- PROBLEM
Copy out the hypnosis text below in full and word for word, without the lines that follow it.

Hypnosis
Hypnosis is a wonderful – there’s no other word – natural talent of the human mind which is extremely useful in psychotherapy and healing. Basically, it is a combination of imagination and relaxation. It helps tremendously with re-programming unhelpful patterns of thought and feeling and with healing the hidden causes that problems sometimes have.
When you read a novel, go to a movie or tell a story to a child, you are entering the world of the imagination. It can be extremely powerful. A scary film can have a visercal effect, and make someone curl up and hide their head under a friends’s arm. A funny film brightens your whole week.
Even a children’s story can be life-changing – to this day I am super-extra-careful with my gloves, so strong was the effect of “The kittens who lost their mittens” when I was little!
Therapeutic hypnosis draws on that power of the imagination to change your life. Our imagination, not our logic, runs our life. If you imagine bad things, how bad life is, how hopeless, that’s what the mind will create. If you imagine good things (realistic and aligned with your values), that’s what you will move towards.
While relaxing and fascinating, hypnosis is not in itself therapeutic. Hypnotherapy is the use of hypnosis in therapy. Hypnotherapists are flexible in their approach, and may use many of the methods on this page, empowered by hypnosis. When they use Freudian free association to discover hidden sources of conflict, that is strictly what is termed hypnoanalysis. More generally, hypnoanalysis applies to any kind of technique exploring the deep subconscious for hidden things, including inner child healing and past life recall. In an easy, relaxed state of dreamy imagination, it is possible to entirely bypass the conscious mind and its prejudices and discover key conflicts inaccessible by other means.
A unique advantage – hypnosis pushes the reset button of the mind
Many issues can be dealt with in many ways, with and without hypnotherapy. However hypnosis leads the field with a certain class of situations where people are stuck in a repetitive habit loop of thinking and acting. “I mustn’t have another cream cake …” – but you do. “I should stop drinking now … ” – but you don’t. These mental tape loops can be completely out of control for the conscious mind. It doesn’t matter how much you tell yourself not to, you do it anyway. In these situations hypnosis can be quick and efficient in pushing the reset button of the mind. It’s like the Ctrl-Alt-Delete on an IBM PC computer.

- DATA EXCERPTS
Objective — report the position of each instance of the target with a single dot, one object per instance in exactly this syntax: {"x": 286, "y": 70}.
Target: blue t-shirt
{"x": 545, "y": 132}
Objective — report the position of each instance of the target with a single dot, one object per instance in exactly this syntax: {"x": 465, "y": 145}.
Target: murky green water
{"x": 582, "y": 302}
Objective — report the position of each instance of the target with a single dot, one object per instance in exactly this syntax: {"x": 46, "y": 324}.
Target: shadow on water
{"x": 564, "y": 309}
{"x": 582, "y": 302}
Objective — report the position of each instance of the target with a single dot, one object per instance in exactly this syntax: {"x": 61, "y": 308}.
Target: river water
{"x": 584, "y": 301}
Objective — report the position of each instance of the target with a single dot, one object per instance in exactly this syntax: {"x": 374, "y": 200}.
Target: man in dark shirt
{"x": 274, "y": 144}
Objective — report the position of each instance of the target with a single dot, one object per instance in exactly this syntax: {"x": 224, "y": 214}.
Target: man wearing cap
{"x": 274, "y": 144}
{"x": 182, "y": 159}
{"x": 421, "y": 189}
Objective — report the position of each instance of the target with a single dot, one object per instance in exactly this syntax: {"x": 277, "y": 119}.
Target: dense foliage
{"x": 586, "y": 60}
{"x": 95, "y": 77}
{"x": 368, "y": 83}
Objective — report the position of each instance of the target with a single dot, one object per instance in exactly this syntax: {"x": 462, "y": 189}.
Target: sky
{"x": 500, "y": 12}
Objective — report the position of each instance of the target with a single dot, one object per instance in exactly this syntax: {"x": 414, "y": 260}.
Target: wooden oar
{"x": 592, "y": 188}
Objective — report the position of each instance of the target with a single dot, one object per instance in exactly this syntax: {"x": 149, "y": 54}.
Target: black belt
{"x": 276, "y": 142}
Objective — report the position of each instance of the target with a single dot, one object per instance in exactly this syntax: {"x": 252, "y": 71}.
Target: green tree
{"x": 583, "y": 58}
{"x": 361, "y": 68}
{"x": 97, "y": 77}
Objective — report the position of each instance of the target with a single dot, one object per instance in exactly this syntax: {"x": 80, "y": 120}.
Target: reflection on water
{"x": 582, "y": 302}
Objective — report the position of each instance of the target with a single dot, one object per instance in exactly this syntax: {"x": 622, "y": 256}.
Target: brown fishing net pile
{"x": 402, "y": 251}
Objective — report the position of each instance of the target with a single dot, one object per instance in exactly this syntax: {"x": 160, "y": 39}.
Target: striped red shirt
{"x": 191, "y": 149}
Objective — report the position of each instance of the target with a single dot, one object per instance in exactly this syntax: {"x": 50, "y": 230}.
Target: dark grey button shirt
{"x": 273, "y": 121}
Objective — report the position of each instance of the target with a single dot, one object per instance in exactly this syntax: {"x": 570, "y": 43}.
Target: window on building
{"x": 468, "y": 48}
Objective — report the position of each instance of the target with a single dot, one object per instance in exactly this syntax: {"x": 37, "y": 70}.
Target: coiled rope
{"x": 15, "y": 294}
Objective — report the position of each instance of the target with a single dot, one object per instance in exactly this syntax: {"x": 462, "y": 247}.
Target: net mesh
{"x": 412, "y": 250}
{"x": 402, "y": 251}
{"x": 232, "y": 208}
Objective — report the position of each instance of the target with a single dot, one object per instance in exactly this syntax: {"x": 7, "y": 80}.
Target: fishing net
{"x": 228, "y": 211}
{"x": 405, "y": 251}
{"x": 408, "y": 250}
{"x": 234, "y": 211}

- RESPONSE TO THE EXERCISE
Hypnosis
Hypnosis is a wonderful – there’s no other word – natural talent of the human mind which is extremely useful in psychotherapy and healing. Basically, it is a combination of imagination and relaxation. It helps tremendously with re-programming unhelpful patterns of thought and feeling and with healing the hidden causes that problems sometimes have.
When you read a novel, go to a movie or tell a story to a child, you are entering the world of the imagination. It can be extremely powerful. A scary film can have a visercal effect, and make someone curl up and hide their head under a friends’s arm. A funny film brightens your whole week.
Even a children’s story can be life-changing – to this day I am super-extra-careful with my gloves, so strong was the effect of “The kittens who lost their mittens” when I was little!
Therapeutic hypnosis draws on that power of the imagination to change your life. Our imagination, not our logic, runs our life. If you imagine bad things, how bad life is, how hopeless, that’s what the mind will create. If you imagine good things (realistic and aligned with your values), that’s what you will move towards.
While relaxing and fascinating, hypnosis is not in itself therapeutic. Hypnotherapy is the use of hypnosis in therapy. Hypnotherapists are flexible in their approach, and may use many of the methods on this page, empowered by hypnosis. When they use Freudian free association to discover hidden sources of conflict, that is strictly what is termed hypnoanalysis. More generally, hypnoanalysis applies to any kind of technique exploring the deep subconscious for hidden things, including inner child healing and past life recall. In an easy, relaxed state of dreamy imagination, it is possible to entirely bypass the conscious mind and its prejudices and discover key conflicts inaccessible by other means.
A unique advantage – hypnosis pushes the reset button of the mind
Many issues can be dealt with in many ways, with and without hypnotherapy. However hypnosis leads the field with a certain class of situations where people are stuck in a repetitive habit loop of thinking and acting. “I mustn’t have another cream cake …” – but you do. “I should stop drinking now … ” – but you don’t. These mental tape loops can be completely out of control for the conscious mind. It doesn’t matter how much you tell yourself not to, you do it anyway. In these situations hypnosis can be quick and efficient in pushing the reset button of the mind. It’s like the Ctrl-Alt-Delete on an IBM PC computer.